§ **Given records**:
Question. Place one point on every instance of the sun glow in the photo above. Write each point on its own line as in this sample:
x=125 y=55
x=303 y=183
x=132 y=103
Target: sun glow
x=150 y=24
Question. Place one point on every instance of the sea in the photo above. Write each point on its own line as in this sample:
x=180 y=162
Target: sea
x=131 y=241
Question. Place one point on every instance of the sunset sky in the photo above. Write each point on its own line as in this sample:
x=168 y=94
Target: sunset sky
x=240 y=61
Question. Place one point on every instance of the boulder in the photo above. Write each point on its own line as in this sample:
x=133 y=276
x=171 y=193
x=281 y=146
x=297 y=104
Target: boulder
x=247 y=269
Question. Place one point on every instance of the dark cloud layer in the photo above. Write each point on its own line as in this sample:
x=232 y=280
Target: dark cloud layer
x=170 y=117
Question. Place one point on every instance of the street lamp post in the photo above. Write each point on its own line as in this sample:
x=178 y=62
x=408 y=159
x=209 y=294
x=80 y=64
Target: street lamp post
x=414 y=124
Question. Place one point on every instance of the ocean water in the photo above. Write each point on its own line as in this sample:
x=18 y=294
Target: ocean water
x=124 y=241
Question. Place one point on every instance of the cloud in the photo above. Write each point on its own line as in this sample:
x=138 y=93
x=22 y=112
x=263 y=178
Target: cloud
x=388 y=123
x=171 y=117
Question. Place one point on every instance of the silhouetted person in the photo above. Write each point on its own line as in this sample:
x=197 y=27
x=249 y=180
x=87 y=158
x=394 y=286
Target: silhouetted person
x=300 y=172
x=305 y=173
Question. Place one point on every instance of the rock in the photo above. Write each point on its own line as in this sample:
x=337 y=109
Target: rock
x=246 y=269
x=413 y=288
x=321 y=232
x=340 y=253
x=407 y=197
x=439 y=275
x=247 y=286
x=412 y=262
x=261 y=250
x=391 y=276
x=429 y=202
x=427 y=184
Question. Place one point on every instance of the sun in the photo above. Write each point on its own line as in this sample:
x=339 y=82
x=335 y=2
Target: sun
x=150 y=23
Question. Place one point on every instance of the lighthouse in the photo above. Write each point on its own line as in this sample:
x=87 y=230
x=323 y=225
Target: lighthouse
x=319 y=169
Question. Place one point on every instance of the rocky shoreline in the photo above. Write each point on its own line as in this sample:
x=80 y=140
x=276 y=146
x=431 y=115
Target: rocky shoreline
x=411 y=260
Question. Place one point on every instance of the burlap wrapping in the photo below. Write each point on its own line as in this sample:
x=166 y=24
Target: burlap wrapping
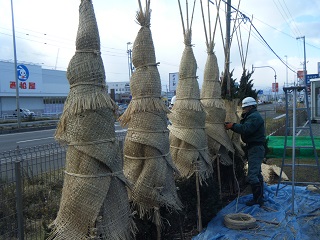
x=219 y=142
x=188 y=140
x=94 y=181
x=147 y=160
x=232 y=116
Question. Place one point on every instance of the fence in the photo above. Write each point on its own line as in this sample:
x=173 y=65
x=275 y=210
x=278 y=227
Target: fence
x=31 y=180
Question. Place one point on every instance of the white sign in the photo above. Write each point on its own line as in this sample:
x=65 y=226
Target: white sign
x=173 y=81
x=29 y=78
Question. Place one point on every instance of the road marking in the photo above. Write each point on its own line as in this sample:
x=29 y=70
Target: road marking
x=33 y=140
x=20 y=133
x=280 y=116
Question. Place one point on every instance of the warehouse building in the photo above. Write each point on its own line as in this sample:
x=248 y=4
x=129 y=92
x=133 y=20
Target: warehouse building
x=42 y=91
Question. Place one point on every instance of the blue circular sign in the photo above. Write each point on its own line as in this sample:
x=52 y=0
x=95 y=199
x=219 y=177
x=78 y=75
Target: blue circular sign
x=23 y=72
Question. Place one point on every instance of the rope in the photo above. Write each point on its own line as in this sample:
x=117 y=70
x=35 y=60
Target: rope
x=87 y=83
x=182 y=78
x=187 y=98
x=148 y=65
x=145 y=96
x=185 y=127
x=92 y=142
x=235 y=177
x=95 y=176
x=188 y=149
x=146 y=158
x=89 y=51
x=149 y=131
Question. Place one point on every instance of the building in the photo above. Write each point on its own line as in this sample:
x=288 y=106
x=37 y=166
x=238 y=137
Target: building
x=42 y=90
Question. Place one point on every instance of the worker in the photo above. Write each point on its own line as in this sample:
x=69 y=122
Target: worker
x=252 y=131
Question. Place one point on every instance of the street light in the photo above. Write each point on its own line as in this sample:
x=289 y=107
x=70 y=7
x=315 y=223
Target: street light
x=286 y=69
x=275 y=78
x=15 y=69
x=129 y=59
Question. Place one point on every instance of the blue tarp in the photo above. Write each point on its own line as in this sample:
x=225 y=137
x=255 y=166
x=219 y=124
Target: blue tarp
x=302 y=225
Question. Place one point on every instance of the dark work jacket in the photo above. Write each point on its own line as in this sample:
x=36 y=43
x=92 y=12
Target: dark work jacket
x=251 y=128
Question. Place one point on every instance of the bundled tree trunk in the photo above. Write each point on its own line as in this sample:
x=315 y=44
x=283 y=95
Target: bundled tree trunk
x=147 y=160
x=188 y=141
x=94 y=202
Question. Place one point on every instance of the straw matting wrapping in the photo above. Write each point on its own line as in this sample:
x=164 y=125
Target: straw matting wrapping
x=148 y=163
x=93 y=167
x=232 y=116
x=188 y=140
x=147 y=160
x=145 y=86
x=219 y=143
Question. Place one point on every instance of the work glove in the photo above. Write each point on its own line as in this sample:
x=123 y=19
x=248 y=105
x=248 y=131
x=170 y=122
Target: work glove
x=228 y=125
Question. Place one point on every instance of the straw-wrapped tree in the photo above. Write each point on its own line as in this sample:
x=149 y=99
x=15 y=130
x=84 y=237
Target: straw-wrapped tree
x=219 y=143
x=188 y=140
x=147 y=160
x=94 y=202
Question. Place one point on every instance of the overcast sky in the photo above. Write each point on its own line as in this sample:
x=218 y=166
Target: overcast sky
x=46 y=31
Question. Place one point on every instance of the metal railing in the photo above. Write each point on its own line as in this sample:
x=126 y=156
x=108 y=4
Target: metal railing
x=31 y=181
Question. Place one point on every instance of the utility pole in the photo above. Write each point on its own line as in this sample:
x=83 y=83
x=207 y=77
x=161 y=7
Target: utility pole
x=227 y=63
x=286 y=70
x=15 y=69
x=304 y=66
x=129 y=60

§ **Given task**: Swap "photo above" for "image shown above" throughout all of the material above, leaving everything else unchanged, and omit the pictures from your answer.

§ **Written reply**:
Question. Place one point on every instance of the sun glow in the image shown above. Write each point on its own line as in this sample:
x=125 y=55
x=303 y=183
x=132 y=103
Target: sun glow
x=150 y=24
Question. Place one point on every instance of the sea in the image shown above. Write each point on its own line as in this sample:
x=180 y=162
Target: sea
x=131 y=241
Question. Place one point on every instance of the sunset sky in the image shown above. Write each point on its own line as in this sample:
x=168 y=94
Target: sunset sky
x=240 y=61
Question. Place one point on every instance of the boulder in the image shown above. Write each point on its own line as in this sample:
x=133 y=276
x=171 y=193
x=281 y=146
x=297 y=104
Target: boulder
x=247 y=269
Question. Place one point on every instance of the dark cloud layer in the image shown above. Write each point on its own line as in this sample:
x=232 y=280
Target: dark cloud layer
x=170 y=117
Question. Place one point on every instance of the street lamp post in the image shown above. Write each point on its own line as in this sample:
x=178 y=62
x=408 y=159
x=209 y=294
x=80 y=64
Target: street lamp post
x=414 y=124
Question. Place one point on every instance of the ocean water in the image shown above. Write each point on its own line as in this sample:
x=18 y=294
Target: ocean water
x=124 y=241
Question. Place one point on every instance of the cloud in the image shown above. Write each point on its own line as in this sample:
x=138 y=93
x=22 y=112
x=263 y=178
Target: cloud
x=388 y=123
x=171 y=117
Question. Place one point on every instance of the silhouetted person in the image shown above. Write each point on its own line as in this sample:
x=197 y=27
x=249 y=180
x=87 y=158
x=394 y=286
Target: silhouetted person
x=300 y=172
x=305 y=173
Question. Place one point on every instance of the rock in the image shown above. Write each point on its own line as in this sample:
x=337 y=109
Target: rock
x=246 y=269
x=413 y=288
x=321 y=232
x=340 y=253
x=407 y=197
x=439 y=275
x=247 y=286
x=412 y=262
x=261 y=250
x=391 y=276
x=429 y=202
x=427 y=184
Question. Place one point on every instance of the sun in the image shown above. Write each point on its own line as in this sample:
x=339 y=82
x=335 y=2
Target: sun
x=150 y=23
Question. Place one point on every instance of the lighthouse in the image shown above. Write each point on its own line as in this sample:
x=87 y=230
x=323 y=225
Target: lighthouse
x=319 y=169
Question. Place one point on every instance of the rocky shoreline in the image shown above. Write each point on its own line as in this sample:
x=80 y=140
x=276 y=146
x=431 y=115
Target: rocky shoreline
x=411 y=260
Question. Place one point on every instance of the burlap wrapping in the photo below. Write each point on its own line as in this sample:
x=166 y=24
Target: burlap wrapping
x=219 y=142
x=188 y=140
x=94 y=181
x=147 y=160
x=232 y=116
Question. Place one point on every instance of the fence in the image shown above. Write each point on its own line as in this sample:
x=173 y=65
x=275 y=210
x=278 y=227
Target: fence
x=31 y=180
Question. Place one point on every instance of the white sign in the image shown above. Write each point on its own line as in this sample:
x=65 y=226
Target: white sign
x=173 y=81
x=29 y=78
Question. Place one point on every instance of the road marking in the image shown above. Write each point on its own line as in this sample:
x=29 y=70
Target: road marking
x=33 y=140
x=20 y=133
x=280 y=116
Question. Place one point on every instance of the warehouse building in the image shown above. Write each point on its own line as in this sample:
x=248 y=4
x=129 y=92
x=133 y=20
Target: warehouse building
x=42 y=91
Question. Place one point on every instance of the blue circular sign in the image shown above. Write each point on its own line as in this sample:
x=52 y=0
x=95 y=199
x=219 y=177
x=78 y=75
Target: blue circular sign
x=23 y=72
Question. Place one point on every instance of the rope in the image shown above. Write each point on its own line as in this sample:
x=117 y=70
x=35 y=60
Target: rope
x=87 y=83
x=182 y=78
x=187 y=98
x=148 y=65
x=145 y=96
x=185 y=127
x=92 y=142
x=235 y=177
x=95 y=176
x=188 y=149
x=146 y=158
x=89 y=51
x=149 y=131
Question. Place one point on every instance of the building in the image shown above. Write each point on its own line as in this sample:
x=288 y=106
x=37 y=166
x=238 y=137
Target: building
x=42 y=90
Question. Place one point on every instance of the worker in the image shown above. Write each point on its own line as in this sample:
x=69 y=122
Target: worker
x=252 y=131
Question. Place one point on every instance of the street light in the image shown above. Write each point on its own line as in this sample:
x=289 y=107
x=70 y=7
x=315 y=223
Target: street light
x=286 y=69
x=275 y=78
x=15 y=69
x=129 y=59
Question. Place one point on every instance of the blue tarp in the image shown above. Write each point on its own line as in this sample:
x=225 y=137
x=255 y=166
x=219 y=124
Target: blue tarp
x=302 y=225
Question. Place one point on every instance of the dark work jacket in the image shown above. Write each point on its own line as in this sample:
x=36 y=43
x=92 y=12
Target: dark work jacket
x=251 y=128
Question. Place one point on every instance of the bundled tree trunk in the image shown above. Write each point on its own line as in this sample:
x=315 y=44
x=283 y=95
Target: bundled tree trunk
x=147 y=160
x=188 y=141
x=94 y=202
Question. Place one point on every instance of the straw matting wrapping in the image shown above. Write each point on its own line as in this sample:
x=164 y=125
Target: straw matting wrapping
x=148 y=163
x=93 y=167
x=232 y=116
x=188 y=140
x=147 y=160
x=145 y=86
x=219 y=143
Question. Place one point on every instance of the work glove in the image shown above. Write each point on its own line as in this sample:
x=123 y=19
x=248 y=105
x=248 y=131
x=170 y=122
Target: work glove
x=228 y=125
Question. Place one point on every instance of the straw-wrapped tree in the image shown above. Write each point on its own line as in this sample:
x=149 y=99
x=15 y=130
x=84 y=237
Target: straw-wrapped tree
x=219 y=143
x=188 y=140
x=147 y=160
x=94 y=202
Question. Place one point on every instance of the overcast sky in the image shown above. Write each point on its own line as in this sample:
x=218 y=166
Target: overcast sky
x=46 y=31
Question. Place one point on every instance of the metal railing in the image shown above. Write each point on its own line as in this sample:
x=126 y=156
x=108 y=4
Target: metal railing
x=31 y=181
Question. Place one point on every instance of the utility pole in the image shown above. Write each point on its own line as in this sample:
x=83 y=83
x=207 y=77
x=161 y=7
Target: utility pole
x=227 y=63
x=286 y=70
x=15 y=69
x=304 y=66
x=129 y=60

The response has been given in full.